WORK INSTRUCTIONS: Copy everything from the start of the items down to the line containing "[193,81,212,106]", and leave the pictures out of your copy.

---------- SOURCE RECORDS

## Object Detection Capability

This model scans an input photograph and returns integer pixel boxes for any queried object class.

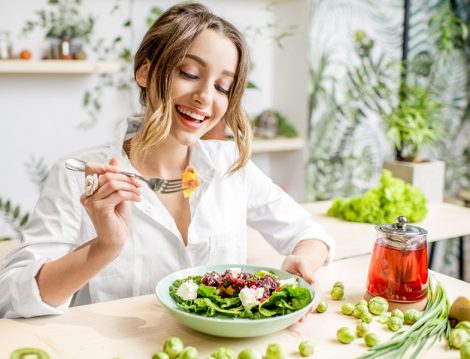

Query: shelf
[251,137,304,153]
[0,60,119,75]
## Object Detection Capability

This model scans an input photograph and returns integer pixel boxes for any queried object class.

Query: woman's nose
[193,81,212,106]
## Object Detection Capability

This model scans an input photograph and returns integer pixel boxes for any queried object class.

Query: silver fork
[65,158,184,193]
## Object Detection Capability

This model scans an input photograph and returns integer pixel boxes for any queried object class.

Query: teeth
[177,106,205,122]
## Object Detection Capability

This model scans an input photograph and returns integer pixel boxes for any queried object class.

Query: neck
[133,136,189,179]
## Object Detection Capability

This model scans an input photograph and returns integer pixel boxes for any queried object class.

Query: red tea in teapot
[367,243,428,302]
[367,217,428,303]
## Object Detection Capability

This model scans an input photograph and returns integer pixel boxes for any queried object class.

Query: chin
[173,133,201,146]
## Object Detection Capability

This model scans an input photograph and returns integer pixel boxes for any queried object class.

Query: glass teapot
[366,216,428,303]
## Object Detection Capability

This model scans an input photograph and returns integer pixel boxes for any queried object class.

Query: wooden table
[248,201,470,260]
[0,256,470,359]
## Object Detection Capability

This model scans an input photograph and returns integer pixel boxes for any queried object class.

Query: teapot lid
[375,216,428,239]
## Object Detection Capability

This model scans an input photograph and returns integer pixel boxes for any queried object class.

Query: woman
[0,4,333,317]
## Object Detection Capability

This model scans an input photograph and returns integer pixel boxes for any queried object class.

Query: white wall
[0,0,309,225]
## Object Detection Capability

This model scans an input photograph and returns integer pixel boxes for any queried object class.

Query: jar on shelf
[0,31,13,60]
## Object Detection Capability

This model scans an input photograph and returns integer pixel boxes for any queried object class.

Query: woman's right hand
[80,159,141,256]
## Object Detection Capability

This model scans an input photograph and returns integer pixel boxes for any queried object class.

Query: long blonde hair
[129,3,252,173]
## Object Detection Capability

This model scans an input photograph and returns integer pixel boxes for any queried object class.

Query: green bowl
[155,264,319,338]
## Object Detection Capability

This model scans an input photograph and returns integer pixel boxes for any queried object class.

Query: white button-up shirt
[0,119,334,318]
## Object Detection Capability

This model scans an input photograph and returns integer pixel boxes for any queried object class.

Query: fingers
[283,255,316,284]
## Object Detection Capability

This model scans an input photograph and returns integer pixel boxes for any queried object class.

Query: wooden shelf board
[0,60,119,74]
[251,137,304,153]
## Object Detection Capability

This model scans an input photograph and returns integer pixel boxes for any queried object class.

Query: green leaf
[13,206,20,219]
[20,213,29,227]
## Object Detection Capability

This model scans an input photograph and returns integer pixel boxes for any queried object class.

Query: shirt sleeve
[244,161,335,264]
[0,161,83,318]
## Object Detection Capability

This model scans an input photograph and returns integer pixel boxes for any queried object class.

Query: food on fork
[181,165,201,198]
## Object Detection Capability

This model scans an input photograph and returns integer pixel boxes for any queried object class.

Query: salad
[169,268,313,319]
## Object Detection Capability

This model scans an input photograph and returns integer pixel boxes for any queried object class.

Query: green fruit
[341,303,354,315]
[387,317,403,332]
[356,322,369,337]
[455,321,470,334]
[163,337,184,359]
[178,346,199,359]
[449,296,470,322]
[356,299,368,307]
[10,348,50,359]
[392,308,404,320]
[333,282,344,289]
[266,343,285,359]
[317,300,328,313]
[210,347,235,359]
[336,327,356,344]
[237,348,262,359]
[331,286,344,300]
[449,328,470,349]
[353,304,369,319]
[299,340,315,357]
[364,333,380,347]
[403,309,422,324]
[460,342,470,359]
[361,313,373,323]
[369,297,388,315]
[377,313,390,324]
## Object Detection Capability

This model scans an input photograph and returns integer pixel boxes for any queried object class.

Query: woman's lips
[176,111,205,130]
[175,106,209,130]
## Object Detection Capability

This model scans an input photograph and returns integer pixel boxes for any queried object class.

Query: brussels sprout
[369,297,388,315]
[209,347,235,359]
[152,352,170,359]
[317,300,328,313]
[353,304,369,319]
[331,287,344,300]
[391,308,405,320]
[163,337,184,359]
[356,299,368,307]
[336,327,356,344]
[237,348,262,359]
[403,309,422,324]
[341,303,354,315]
[460,342,470,359]
[387,317,403,332]
[356,322,369,337]
[455,320,470,334]
[449,328,470,349]
[377,313,390,324]
[299,340,315,357]
[364,333,380,347]
[178,346,199,359]
[360,313,372,323]
[266,343,284,359]
[333,282,344,289]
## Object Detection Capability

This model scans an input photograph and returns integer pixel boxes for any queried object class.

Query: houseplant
[384,84,445,203]
[23,0,95,59]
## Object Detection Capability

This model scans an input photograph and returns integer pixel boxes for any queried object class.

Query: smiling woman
[0,3,334,317]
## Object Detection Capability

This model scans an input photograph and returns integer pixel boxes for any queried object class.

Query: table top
[0,255,470,359]
[248,201,470,259]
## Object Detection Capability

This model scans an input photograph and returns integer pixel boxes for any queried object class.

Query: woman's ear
[135,60,150,88]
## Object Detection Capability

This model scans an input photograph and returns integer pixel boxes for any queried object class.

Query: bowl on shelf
[155,264,319,338]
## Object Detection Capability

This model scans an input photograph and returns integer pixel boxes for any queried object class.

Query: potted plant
[384,84,445,202]
[23,0,95,60]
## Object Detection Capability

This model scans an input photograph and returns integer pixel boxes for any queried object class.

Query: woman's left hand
[281,239,328,321]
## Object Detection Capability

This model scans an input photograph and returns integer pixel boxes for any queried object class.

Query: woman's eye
[215,85,230,95]
[180,70,198,80]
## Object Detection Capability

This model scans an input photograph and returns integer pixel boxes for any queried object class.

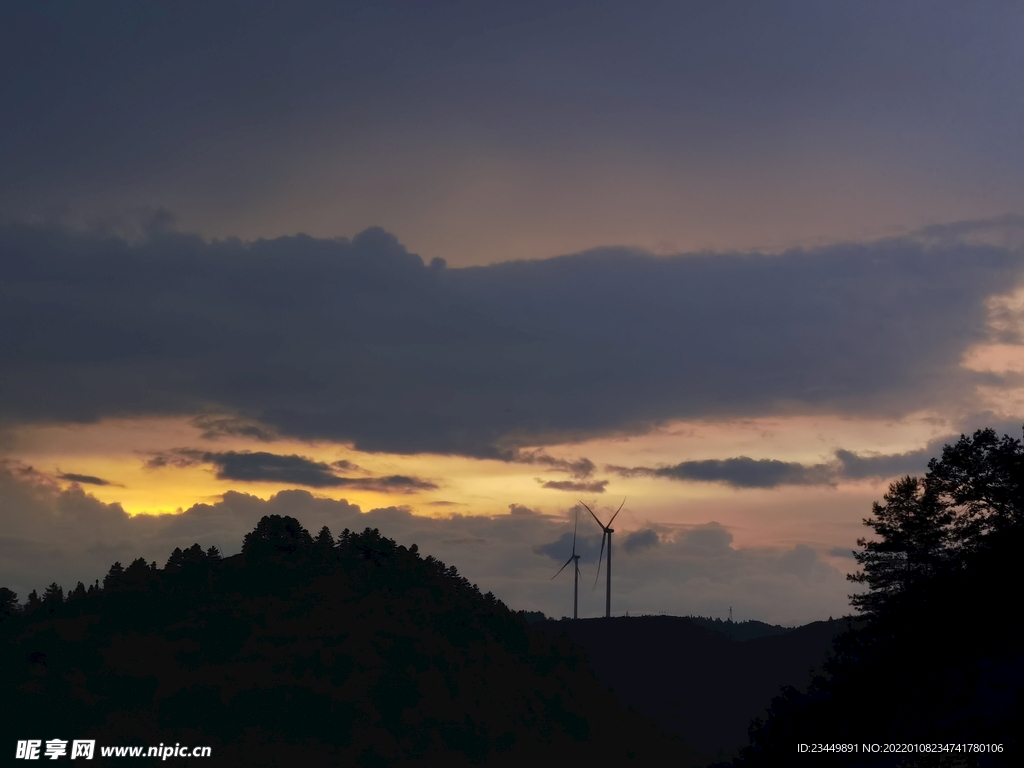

--------------------

RESPONSE FOR THIS EXERCISE:
## Object Detection Capability

This model scans an input photograph and returns integer pixel boxes for any queried object class.


Query: shelf
[251,137,304,153]
[0,60,119,75]
## Object Detection Capability

This model scans an input photograph and returns integer pixel boxes for any queried object class.

Query: woman's nose
[193,81,212,106]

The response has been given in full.